SKINNY PUPPY n'est plus, voici six projets pour faire son deuil

Pierre Sopor 18 décembre 2023

Voilà, c'est fini : après 41 ans de carrière, Skinny Puppy n'aboiera plus. Ces quatre décennies ont été marquées par les tensions et de longues pauses (le groupe n'a d'ailleurs plus rien sorti depuis Weapon en 2013) mais il faut désormais faire notre deuil pour de bon. Contrairement à ce que l'on avait follement espéré à l'annonce de leur venue (finalement annulée) au Hellfest 2022, Skinny Puppy ne repassera pas une dernière fois en Europe, laissant comme derniers souvenirs scéniques en France un passage en pleine journée au Download Festival en 2017 et un concert avorté après trois titres et demi à la Maroquinerie en 2010, la technique de la salle ne supportant pas le dispositif. Des expériences en demi-teintes, forcément, car elles ne laissaient que deviner toute la folie d'un show à leur image : cauchemardesque, psychédélique, immersif et unique.

Segment de données.
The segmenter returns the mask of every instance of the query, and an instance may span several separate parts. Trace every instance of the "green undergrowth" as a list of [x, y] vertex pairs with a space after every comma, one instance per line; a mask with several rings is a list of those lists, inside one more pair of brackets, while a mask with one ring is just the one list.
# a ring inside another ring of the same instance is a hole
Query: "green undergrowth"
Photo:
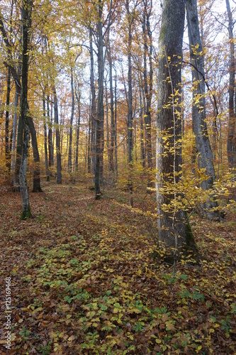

Consigne A. Recopiez à l'identique le passage de l'article sur Skinny Puppy allant de « Pierre Sopor 18 » jusqu'à « immersif et unique. ».
Consigne B. Indiquez si chacune des affirmations suivantes est conforme à l'article sur Skinny Puppy, en répondant par oui ou par non et en citant mot pour mot les termes de l'article qui tranchent : (i) le groupe n'a plus rien sorti depuis Weapon en 2013 ; (ii) Skinny Puppy s'est produit au Hellfest 2022 ; (iii) le concert de 2010 à la Maroquinerie s'est arrêté après trois titres et demi.

Résultat attendu A.
Pierre Sopor 18 décembre 2023

Voilà, c'est fini : après 41 ans de carrière, Skinny Puppy n'aboiera plus. Ces quatre décennies ont été marquées par les tensions et de longues pauses (le groupe n'a d'ailleurs plus rien sorti depuis Weapon en 2013) mais il faut désormais faire notre deuil pour de bon. Contrairement à ce que l'on avait follement espéré à l'annonce de leur venue (finalement annulée) au Hellfest 2022, Skinny Puppy ne repassera pas une dernière fois en Europe, laissant comme derniers souvenirs scéniques en France un passage en pleine journée au Download Festival en 2017 et un concert avorté après trois titres et demi à la Maroquinerie en 2010, la technique de la salle ne supportant pas le dispositif. Des expériences en demi-teintes, forcément, car elles ne laissaient que deviner toute la folie d'un show à leur image : cauchemardesque, psychédélique, immersif et unique.

Résultat attendu B.
(i) Oui : « le groupe n'a d'ailleurs plus rien sorti depuis Weapon en 2013 ».
(ii) Non : « leur venue (finalement annulée) au Hellfest 2022 ».
(iii) Oui : « un concert avorté après trois titres et demi à la Maroquinerie en 2010 ».